- **What is needed**: Could you copy out the listing word for word, starting with the line that contains "the window in" and going on through the end of the listing?

A data block

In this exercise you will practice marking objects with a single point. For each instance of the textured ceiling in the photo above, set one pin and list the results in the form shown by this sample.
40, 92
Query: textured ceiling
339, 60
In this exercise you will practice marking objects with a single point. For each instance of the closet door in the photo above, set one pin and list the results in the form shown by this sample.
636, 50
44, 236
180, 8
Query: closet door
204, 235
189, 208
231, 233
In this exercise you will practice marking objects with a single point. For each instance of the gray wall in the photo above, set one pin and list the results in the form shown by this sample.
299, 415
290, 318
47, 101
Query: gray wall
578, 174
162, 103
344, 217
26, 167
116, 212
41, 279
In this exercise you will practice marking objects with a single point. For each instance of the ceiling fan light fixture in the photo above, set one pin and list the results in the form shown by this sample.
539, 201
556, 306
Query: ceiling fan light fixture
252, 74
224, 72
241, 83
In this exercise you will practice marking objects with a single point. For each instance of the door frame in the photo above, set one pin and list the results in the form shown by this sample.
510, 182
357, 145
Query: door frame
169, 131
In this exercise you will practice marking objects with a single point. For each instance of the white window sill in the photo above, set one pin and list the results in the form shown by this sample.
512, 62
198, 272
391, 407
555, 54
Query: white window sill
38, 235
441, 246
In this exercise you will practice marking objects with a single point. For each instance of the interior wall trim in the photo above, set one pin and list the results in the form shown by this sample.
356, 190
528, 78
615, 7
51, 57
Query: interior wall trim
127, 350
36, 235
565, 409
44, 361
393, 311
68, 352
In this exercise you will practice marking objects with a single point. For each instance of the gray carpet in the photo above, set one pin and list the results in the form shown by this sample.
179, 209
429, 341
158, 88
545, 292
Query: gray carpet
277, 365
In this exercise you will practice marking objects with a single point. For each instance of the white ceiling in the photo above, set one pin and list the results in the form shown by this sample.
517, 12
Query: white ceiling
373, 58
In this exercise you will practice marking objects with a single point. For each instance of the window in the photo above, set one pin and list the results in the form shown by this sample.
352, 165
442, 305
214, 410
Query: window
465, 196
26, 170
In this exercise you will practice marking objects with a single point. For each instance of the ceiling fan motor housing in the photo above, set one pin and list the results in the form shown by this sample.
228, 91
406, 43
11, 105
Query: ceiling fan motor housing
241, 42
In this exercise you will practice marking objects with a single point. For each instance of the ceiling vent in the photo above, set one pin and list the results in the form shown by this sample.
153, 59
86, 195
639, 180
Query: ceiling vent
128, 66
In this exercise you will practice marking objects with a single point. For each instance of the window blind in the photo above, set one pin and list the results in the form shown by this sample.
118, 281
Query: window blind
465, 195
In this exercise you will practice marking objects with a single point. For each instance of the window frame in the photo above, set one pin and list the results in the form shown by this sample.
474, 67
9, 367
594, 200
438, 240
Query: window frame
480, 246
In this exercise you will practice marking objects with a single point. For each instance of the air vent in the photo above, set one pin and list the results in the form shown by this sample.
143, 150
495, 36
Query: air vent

- **Written response**:
In this exercise you will practice marking objects with a single point. For each instance of the window in the photo above, set one pin and list the results in the form shown by this sample.
352, 165
442, 305
214, 410
Query: window
465, 196
26, 170
In this exercise you will practice marking objects with a single point. For each instance of the ceiling fan motor housing in the photo above, set one pin and list the results in the form shown by this sample.
228, 91
406, 43
11, 105
Query: ceiling fan motor housing
241, 42
In this exercise you will practice marking objects with a single point. For each instance of the ceiling vent in the photo above, set one pin and list the results in the form shown by this sample.
153, 59
86, 195
639, 180
Query: ceiling vent
128, 66
In this exercise you will practice marking objects with a single point. For each instance of the window blind in the photo above, set one pin and list the results in the form shown by this sample.
118, 281
Query: window blind
465, 195
In this exercise you will practice marking objects with a single point. For each instance of the window frame in the photo above, set one pin and list the results in the form shown by this sample.
474, 67
9, 367
594, 200
438, 240
Query: window frame
480, 246
In this exercise you will practice marking objects with a single point. For each instance of the air vent in the photo above, set one pin and list the results in the form shown by this sample.
143, 150
495, 36
Query: air vent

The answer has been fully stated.